We had a great audience with great questions. And I am suddenly so nostalgic for being in a room with strangers. So, listen to this conversation. I think you’ll really enjoy it and you’ll get a lot out of it. Craig would get a lot out of it because he’s always such a big fan of visual description of characters and really thinking visually about what you’re writing.
Now, Premium members stick around after the credits because I Skype with Mitchell seven months after the fact to answer a few more question that didn’t get answered that night, really about how screenwriters should be thinking about what their characters are wearing and the things he notices in scripts as a costume designer that drive him crazy. Just what research you need to do, what stuff you should not include. So I thought it’s a really good addendum to the conversation we had with Mitchell and Lorene.

GIVEN MATERIAL.
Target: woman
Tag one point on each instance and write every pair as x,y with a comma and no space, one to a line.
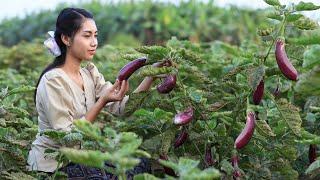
66,92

DIRECTIONS.
1. Decide whether each statement agrees with the podcast introduction: (a) The speaker's talk with Mitchell over Skype happened seven months after the event. (b) Craig is described as a big fan of visual description of characters. (c) The speaker says the audience asked few questions. Answer yes or no for each, quoting the deciding words.
2. Reproduce the podcast introduction word for word from "We had a great" up to and including "Mitchell and Lorene.".

RESULTS OF THE TASKS.
1.
(a) Yes: "I Skype with Mitchell seven months after the fact"
(b) Yes: "he’s always such a big fan of visual description of characters"
(c) No: "We had a great audience with great questions."

2.
We had a great audience with great questions. And I am suddenly so nostalgic for being in a room with strangers. So, listen to this conversation. I think you’ll really enjoy it and you’ll get a lot out of it. Craig would get a lot out of it because he’s always such a big fan of visual description of characters and really thinking visually about what you’re writing.
Now, Premium members stick around after the credits because I Skype with Mitchell seven months after the fact to answer a few more question that didn’t get answered that night, really about how screenwriters should be thinking about what their characters are wearing and the things he notices in scripts as a costume designer that drive him crazy. Just what research you need to do, what stuff you should not include. So I thought it’s a really good addendum to the conversation we had with Mitchell and Lorene.